Fuente:
##############################
Era además, en casi todos sus puntos, infundada:

La reina Margarita había muerto naturalmente de sobreparto, en 1611, asistida de enemigos de Calderón, como el patriarca de las Indias, D. Diego de Guzmán, arzobispo de Tiro, que después escribió su historia.

-110- Felipe III no necesitaba de hechizos para ser un rey a la buena de Dios.

El padre Aliaga ni había muerto, ni murió sino mucho tiempo después, desterrado por el conde-duque de Olivares.

Por lo que toca a Carvajal, Suarez, Caballero y Camino, no hemos podido hallar rastro de su vida ni de su muerte.

La que resulta del proceso plenamente probada y justificó la sentencia atroz de D. Rodrigo, fue la de Agustín de Ávila, alguacil de Corte, muerto en la cárcel, después que intentaron envenenarle por orden del Secretario; y la de Francisco de Juara, asesinado por el sargento mayor D. Juan de Guzmán, a quien pagó el marqués de Siete - Iglesias liberalmente su hazaña.
##############################
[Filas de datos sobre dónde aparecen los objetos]
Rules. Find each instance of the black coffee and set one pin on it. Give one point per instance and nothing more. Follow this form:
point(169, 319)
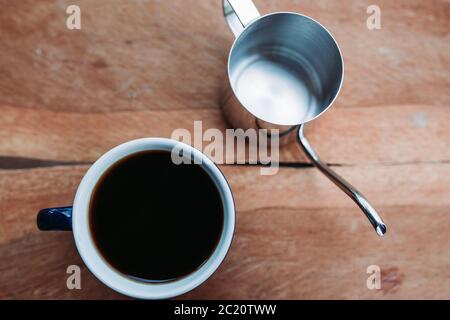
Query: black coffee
point(154, 220)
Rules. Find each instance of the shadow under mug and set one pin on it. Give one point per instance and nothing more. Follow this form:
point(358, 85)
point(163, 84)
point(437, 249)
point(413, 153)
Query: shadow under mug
point(284, 70)
point(76, 218)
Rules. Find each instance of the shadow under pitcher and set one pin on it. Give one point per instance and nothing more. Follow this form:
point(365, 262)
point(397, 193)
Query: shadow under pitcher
point(285, 69)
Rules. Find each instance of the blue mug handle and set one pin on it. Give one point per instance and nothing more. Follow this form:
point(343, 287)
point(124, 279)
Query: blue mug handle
point(55, 219)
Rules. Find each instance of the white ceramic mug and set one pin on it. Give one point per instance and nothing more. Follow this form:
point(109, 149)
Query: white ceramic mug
point(76, 218)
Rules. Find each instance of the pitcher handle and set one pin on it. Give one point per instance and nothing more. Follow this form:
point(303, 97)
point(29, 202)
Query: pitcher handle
point(239, 14)
point(354, 194)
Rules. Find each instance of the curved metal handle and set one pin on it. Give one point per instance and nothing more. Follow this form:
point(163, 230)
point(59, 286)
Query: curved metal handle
point(239, 14)
point(55, 219)
point(356, 196)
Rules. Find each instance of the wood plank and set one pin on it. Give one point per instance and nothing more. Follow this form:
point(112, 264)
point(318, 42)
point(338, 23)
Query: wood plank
point(389, 134)
point(163, 58)
point(306, 240)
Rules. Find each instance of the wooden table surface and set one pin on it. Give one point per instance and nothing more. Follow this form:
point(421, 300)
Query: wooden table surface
point(144, 68)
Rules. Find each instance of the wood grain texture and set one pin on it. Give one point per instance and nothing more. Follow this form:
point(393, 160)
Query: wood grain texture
point(145, 68)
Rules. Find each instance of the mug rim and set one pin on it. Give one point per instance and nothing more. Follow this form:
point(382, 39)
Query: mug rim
point(94, 259)
point(286, 13)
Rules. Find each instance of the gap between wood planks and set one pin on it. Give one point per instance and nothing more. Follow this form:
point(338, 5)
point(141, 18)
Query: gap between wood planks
point(21, 163)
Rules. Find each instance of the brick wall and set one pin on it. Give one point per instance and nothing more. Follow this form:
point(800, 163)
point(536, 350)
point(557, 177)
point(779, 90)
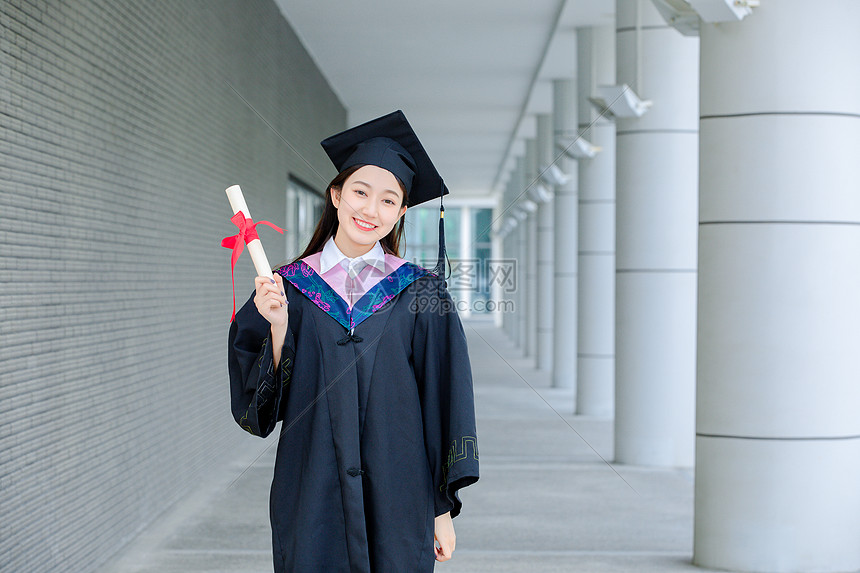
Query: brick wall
point(118, 135)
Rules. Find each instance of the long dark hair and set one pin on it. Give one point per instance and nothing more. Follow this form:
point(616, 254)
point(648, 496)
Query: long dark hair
point(327, 225)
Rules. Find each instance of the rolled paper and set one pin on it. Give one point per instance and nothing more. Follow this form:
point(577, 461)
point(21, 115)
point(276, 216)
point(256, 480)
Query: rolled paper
point(255, 247)
point(247, 236)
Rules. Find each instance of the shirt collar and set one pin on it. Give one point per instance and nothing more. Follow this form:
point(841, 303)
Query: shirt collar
point(331, 256)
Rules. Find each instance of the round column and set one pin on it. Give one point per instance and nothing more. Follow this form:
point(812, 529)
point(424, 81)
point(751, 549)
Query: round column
point(595, 381)
point(467, 256)
point(566, 239)
point(531, 254)
point(778, 428)
point(522, 260)
point(545, 250)
point(657, 192)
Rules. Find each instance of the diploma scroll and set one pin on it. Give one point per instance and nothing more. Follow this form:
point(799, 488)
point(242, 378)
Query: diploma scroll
point(255, 247)
point(247, 236)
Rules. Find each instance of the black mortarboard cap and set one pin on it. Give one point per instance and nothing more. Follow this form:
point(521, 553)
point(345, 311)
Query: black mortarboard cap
point(388, 142)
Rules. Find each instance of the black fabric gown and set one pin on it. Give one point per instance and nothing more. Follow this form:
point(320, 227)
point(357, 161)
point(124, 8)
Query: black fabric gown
point(378, 421)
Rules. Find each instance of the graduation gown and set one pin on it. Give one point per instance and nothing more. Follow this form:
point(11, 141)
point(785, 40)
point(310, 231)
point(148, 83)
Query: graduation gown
point(378, 423)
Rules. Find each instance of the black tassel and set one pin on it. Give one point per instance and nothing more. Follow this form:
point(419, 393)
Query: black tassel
point(350, 337)
point(439, 270)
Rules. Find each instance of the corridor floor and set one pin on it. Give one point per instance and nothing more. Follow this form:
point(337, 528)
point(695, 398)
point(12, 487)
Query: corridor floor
point(547, 500)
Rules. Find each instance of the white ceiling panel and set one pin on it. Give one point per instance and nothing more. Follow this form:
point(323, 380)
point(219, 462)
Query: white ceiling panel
point(462, 71)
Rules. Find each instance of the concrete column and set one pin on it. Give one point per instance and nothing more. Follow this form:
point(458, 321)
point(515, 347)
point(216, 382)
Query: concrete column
point(467, 255)
point(657, 182)
point(511, 254)
point(546, 250)
point(566, 223)
point(522, 261)
point(509, 319)
point(595, 386)
point(497, 251)
point(531, 253)
point(778, 429)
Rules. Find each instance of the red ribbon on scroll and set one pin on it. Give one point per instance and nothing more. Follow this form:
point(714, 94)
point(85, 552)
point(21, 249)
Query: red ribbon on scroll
point(247, 233)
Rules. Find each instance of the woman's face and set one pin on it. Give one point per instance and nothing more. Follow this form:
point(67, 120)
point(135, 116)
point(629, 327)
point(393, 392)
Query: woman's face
point(368, 206)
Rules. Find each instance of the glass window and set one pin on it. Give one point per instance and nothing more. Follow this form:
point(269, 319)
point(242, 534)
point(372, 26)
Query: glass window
point(304, 208)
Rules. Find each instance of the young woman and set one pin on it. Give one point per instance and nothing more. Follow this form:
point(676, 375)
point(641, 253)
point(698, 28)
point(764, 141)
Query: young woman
point(362, 357)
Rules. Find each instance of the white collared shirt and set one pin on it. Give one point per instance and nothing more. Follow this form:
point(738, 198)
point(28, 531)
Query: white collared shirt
point(331, 256)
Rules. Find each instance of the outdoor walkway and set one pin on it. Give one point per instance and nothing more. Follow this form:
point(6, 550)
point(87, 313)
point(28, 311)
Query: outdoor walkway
point(546, 501)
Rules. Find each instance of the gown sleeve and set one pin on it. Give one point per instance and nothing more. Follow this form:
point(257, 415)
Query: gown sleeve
point(444, 376)
point(256, 385)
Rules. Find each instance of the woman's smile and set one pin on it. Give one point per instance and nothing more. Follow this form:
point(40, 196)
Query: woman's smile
point(364, 225)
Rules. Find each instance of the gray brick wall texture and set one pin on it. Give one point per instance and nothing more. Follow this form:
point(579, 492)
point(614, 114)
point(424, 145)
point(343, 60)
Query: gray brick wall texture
point(118, 135)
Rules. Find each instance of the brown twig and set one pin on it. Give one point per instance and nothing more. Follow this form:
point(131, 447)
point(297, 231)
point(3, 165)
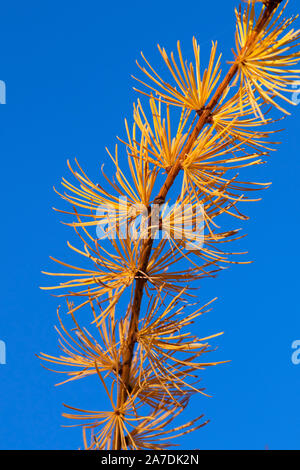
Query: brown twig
point(204, 118)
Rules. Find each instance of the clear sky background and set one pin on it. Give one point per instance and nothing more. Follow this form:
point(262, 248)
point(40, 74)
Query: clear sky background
point(67, 66)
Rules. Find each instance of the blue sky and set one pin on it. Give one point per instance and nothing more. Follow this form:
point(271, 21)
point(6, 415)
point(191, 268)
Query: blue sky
point(67, 68)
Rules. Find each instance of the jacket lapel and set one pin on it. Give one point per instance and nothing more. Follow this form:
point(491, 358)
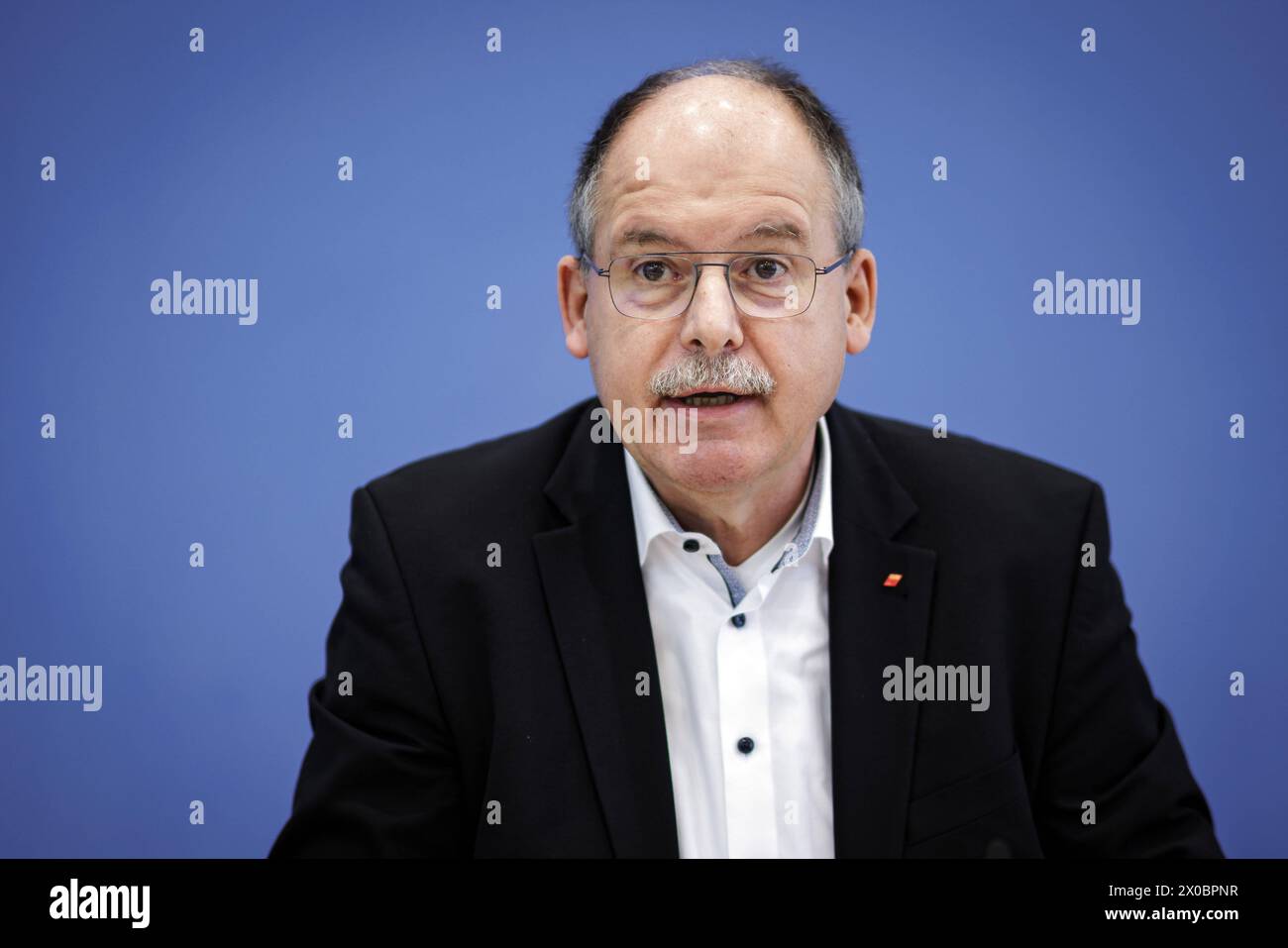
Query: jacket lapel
point(595, 592)
point(871, 626)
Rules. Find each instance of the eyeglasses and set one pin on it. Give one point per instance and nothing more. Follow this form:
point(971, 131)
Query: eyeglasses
point(661, 286)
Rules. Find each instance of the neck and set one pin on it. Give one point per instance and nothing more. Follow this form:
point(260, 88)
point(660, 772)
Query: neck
point(743, 520)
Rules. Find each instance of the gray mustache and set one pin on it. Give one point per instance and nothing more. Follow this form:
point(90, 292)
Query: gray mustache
point(724, 371)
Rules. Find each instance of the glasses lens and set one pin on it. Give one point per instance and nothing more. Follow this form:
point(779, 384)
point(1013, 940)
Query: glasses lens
point(651, 287)
point(772, 285)
point(660, 287)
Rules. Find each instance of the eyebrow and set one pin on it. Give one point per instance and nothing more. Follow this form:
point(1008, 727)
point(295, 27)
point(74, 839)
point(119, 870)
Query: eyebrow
point(648, 236)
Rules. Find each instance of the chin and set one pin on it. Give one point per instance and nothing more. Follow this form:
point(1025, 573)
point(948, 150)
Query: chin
point(712, 466)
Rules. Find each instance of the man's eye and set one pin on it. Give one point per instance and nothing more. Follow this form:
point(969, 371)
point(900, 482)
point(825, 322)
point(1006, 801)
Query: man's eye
point(765, 268)
point(652, 270)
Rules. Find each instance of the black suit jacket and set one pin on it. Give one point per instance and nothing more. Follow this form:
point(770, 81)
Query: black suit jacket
point(484, 691)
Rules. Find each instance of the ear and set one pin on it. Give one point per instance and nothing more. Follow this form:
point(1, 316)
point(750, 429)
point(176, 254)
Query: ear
point(862, 295)
point(572, 305)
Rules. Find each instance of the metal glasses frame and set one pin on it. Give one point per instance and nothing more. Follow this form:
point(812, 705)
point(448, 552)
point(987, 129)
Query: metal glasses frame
point(697, 266)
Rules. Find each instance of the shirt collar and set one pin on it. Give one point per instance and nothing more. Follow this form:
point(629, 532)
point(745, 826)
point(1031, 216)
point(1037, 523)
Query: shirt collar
point(653, 518)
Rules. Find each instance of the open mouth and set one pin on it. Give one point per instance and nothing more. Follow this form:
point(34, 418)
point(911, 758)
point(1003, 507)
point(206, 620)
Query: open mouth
point(709, 399)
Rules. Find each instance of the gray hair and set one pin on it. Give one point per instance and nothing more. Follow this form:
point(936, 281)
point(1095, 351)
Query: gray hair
point(824, 130)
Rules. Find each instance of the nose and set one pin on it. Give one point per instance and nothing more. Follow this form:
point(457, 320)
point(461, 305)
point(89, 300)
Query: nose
point(711, 321)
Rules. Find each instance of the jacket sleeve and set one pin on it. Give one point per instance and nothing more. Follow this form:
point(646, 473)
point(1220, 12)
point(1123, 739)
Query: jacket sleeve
point(1111, 741)
point(380, 776)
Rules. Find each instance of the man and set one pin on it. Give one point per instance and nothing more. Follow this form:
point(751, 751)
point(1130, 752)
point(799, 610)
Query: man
point(799, 630)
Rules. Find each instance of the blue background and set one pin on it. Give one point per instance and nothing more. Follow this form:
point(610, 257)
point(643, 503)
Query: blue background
point(174, 429)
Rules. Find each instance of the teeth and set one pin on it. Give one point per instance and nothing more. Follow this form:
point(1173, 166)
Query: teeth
point(708, 401)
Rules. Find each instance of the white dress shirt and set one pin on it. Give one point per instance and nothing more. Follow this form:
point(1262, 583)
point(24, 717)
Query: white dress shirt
point(745, 677)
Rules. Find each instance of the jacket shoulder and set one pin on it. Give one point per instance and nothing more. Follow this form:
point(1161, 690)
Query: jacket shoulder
point(481, 480)
point(967, 474)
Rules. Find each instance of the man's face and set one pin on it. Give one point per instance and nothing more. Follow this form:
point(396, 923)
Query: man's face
point(724, 156)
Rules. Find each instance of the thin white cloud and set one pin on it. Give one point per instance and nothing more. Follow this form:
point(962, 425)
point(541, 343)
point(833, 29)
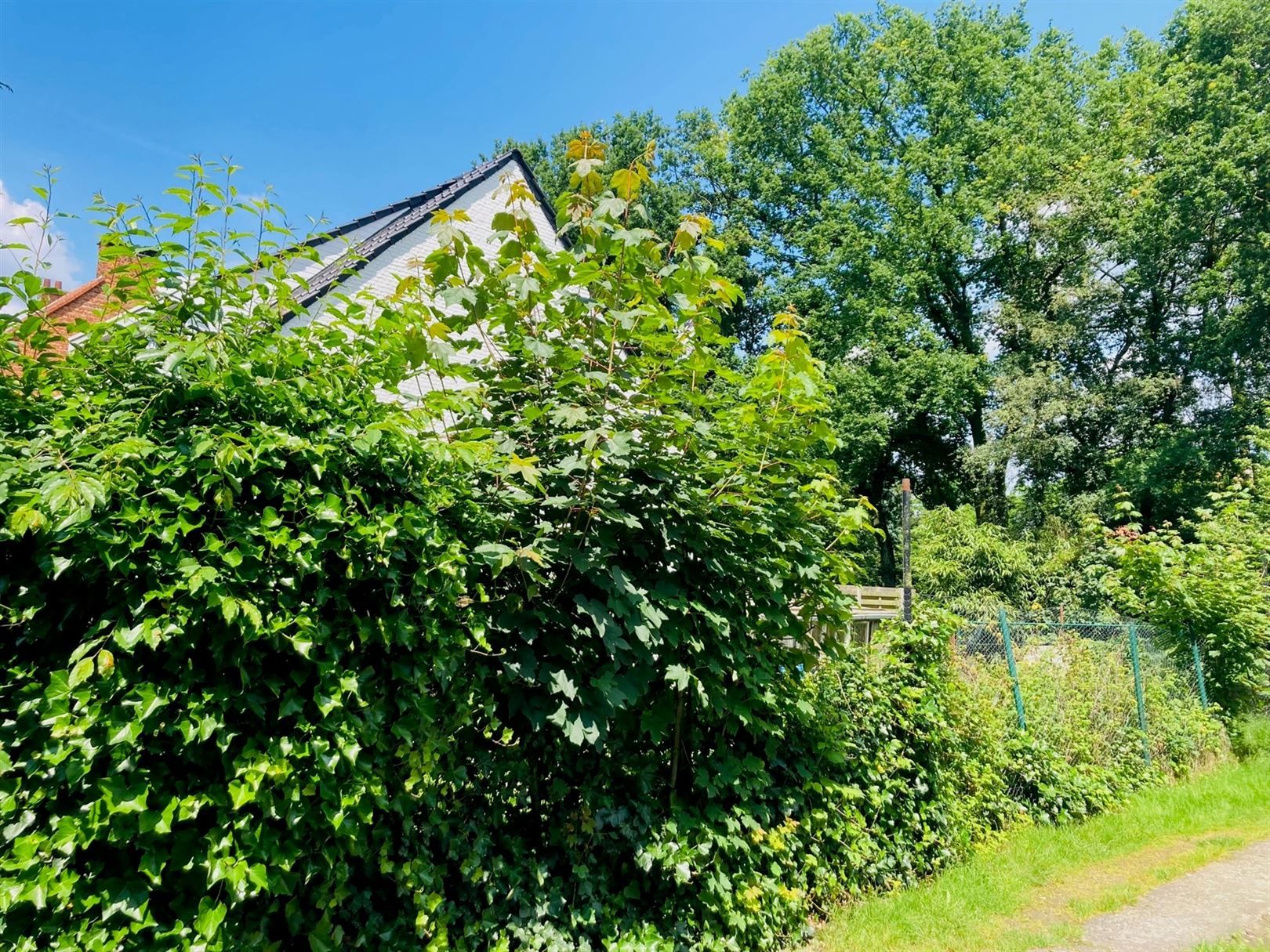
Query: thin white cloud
point(59, 257)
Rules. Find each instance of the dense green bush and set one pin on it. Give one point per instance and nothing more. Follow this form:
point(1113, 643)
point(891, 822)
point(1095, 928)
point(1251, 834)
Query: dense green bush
point(521, 664)
point(1250, 735)
point(291, 661)
point(1206, 581)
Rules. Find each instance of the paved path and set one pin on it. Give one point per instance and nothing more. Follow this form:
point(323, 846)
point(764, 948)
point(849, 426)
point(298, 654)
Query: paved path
point(1217, 902)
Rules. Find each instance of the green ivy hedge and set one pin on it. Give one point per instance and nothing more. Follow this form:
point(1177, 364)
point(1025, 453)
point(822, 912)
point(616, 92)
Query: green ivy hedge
point(291, 661)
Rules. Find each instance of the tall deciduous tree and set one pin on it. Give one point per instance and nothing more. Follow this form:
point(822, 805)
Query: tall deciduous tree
point(1156, 360)
point(892, 167)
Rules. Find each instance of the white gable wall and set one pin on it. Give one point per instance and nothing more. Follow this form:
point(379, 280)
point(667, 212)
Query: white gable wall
point(334, 249)
point(379, 278)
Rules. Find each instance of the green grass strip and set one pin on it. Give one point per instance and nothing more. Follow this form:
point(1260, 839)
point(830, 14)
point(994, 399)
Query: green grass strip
point(1036, 885)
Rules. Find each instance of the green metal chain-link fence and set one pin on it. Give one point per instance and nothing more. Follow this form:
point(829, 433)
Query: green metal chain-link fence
point(1098, 692)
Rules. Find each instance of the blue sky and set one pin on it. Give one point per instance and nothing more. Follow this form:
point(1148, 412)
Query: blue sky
point(343, 107)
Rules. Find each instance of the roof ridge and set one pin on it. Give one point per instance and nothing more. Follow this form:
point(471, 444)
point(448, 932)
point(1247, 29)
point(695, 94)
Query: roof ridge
point(440, 196)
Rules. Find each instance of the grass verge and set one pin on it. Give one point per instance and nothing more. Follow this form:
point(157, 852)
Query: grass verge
point(1034, 888)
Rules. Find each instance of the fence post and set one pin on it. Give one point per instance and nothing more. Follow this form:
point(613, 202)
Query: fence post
point(1014, 669)
point(1137, 691)
point(1199, 671)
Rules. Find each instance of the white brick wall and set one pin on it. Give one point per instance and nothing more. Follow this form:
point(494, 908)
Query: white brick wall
point(331, 250)
point(379, 277)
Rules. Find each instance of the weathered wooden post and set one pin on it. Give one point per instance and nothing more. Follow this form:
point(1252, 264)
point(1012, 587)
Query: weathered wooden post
point(907, 490)
point(1137, 691)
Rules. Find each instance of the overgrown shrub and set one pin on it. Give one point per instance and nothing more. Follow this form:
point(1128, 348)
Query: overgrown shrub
point(1206, 581)
point(518, 664)
point(291, 659)
point(1250, 735)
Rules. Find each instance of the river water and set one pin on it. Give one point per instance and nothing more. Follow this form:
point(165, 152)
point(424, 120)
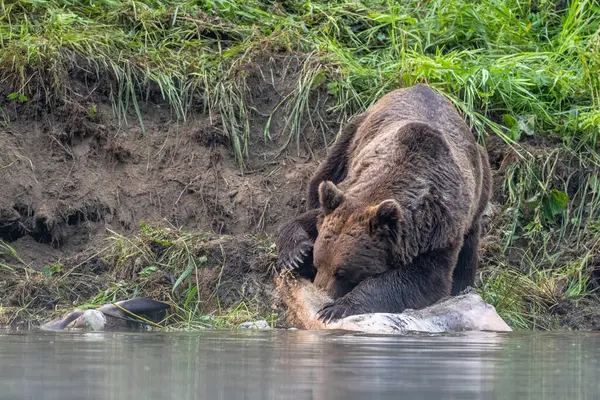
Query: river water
point(298, 365)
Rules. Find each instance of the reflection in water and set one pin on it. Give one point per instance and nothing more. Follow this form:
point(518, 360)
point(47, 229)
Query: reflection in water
point(297, 365)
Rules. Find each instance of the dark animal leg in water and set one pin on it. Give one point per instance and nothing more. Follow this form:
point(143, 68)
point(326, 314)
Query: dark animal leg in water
point(139, 306)
point(414, 286)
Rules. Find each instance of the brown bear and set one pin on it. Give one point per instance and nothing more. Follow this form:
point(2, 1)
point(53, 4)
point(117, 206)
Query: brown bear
point(395, 210)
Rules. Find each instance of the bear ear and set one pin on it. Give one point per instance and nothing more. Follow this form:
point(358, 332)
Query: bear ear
point(386, 217)
point(330, 197)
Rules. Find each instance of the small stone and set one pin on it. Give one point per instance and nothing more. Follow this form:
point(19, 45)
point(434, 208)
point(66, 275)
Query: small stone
point(261, 324)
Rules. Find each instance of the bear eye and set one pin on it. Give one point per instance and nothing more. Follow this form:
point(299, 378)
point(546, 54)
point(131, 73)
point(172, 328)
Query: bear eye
point(340, 273)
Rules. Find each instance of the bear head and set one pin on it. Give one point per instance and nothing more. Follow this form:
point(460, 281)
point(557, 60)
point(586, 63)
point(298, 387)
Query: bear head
point(355, 240)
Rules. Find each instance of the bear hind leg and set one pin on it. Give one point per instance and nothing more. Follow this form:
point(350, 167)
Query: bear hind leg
point(466, 266)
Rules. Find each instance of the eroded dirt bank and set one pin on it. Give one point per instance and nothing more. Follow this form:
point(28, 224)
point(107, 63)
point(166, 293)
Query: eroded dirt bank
point(77, 186)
##############################
Ejercicio propuesto: Continúa el texto sobre el proceso de D. Rodrigo Calderón a partir de su última frase.

Respuesta:
De estos dos personajes se conservan muy pocas noticias; pero convienen casi todas en que Francisco de Juara era un truhán devoto de D. Rodrigo, a quien servía como de corredor para allegar pretendientes y desplumarlos. Cuando la reina Margarita comenzó a minar el poder del secretario, puso los ojos en Juara, que podía ser muy útil a sus planes, como depositario de muchos secretos del valido; pero exigían las artes de la intriga que primero se le amedrentara, y al presentarse a prenderle por orden de la reina el famoso licenciado Gregorio López (a quien tanto debe la jurisprudencia -111- española, hijo natural del no menos famoso generalísimo de Lepanto), halló que Juara, sin saber por dónde ni cómo, había partido al extranjero con el oro y la ayuda de D. Rodrigo. Poco tiempo después, mal hallado en la emigración, volvióse a España, y tan resuelto y descarado, que quería morar en la misma posada del ministro, con que puso a éste en el extremo de hacerle salir para Portugal, en tan buena sazón que ya acudía a prenderle Gregorio López.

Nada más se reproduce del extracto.